─── SUPPLIED DATA
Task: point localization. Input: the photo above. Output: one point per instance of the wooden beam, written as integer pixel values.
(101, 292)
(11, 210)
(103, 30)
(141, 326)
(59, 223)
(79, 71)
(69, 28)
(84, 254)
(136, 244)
──────
INSTRUCTION: Express the lines above as a JSON list of strings, with one string per line and any blank lines omitted.

SOLVED PROBLEM:
[
  "Task: point localization. Input: the photo above. Output: one point per instance of the wooden beam, written as integer pixel values.",
  "(101, 292)",
  "(11, 210)",
  "(103, 30)",
  "(141, 326)",
  "(59, 223)",
  "(79, 71)",
  "(69, 28)",
  "(84, 254)",
  "(136, 244)"
]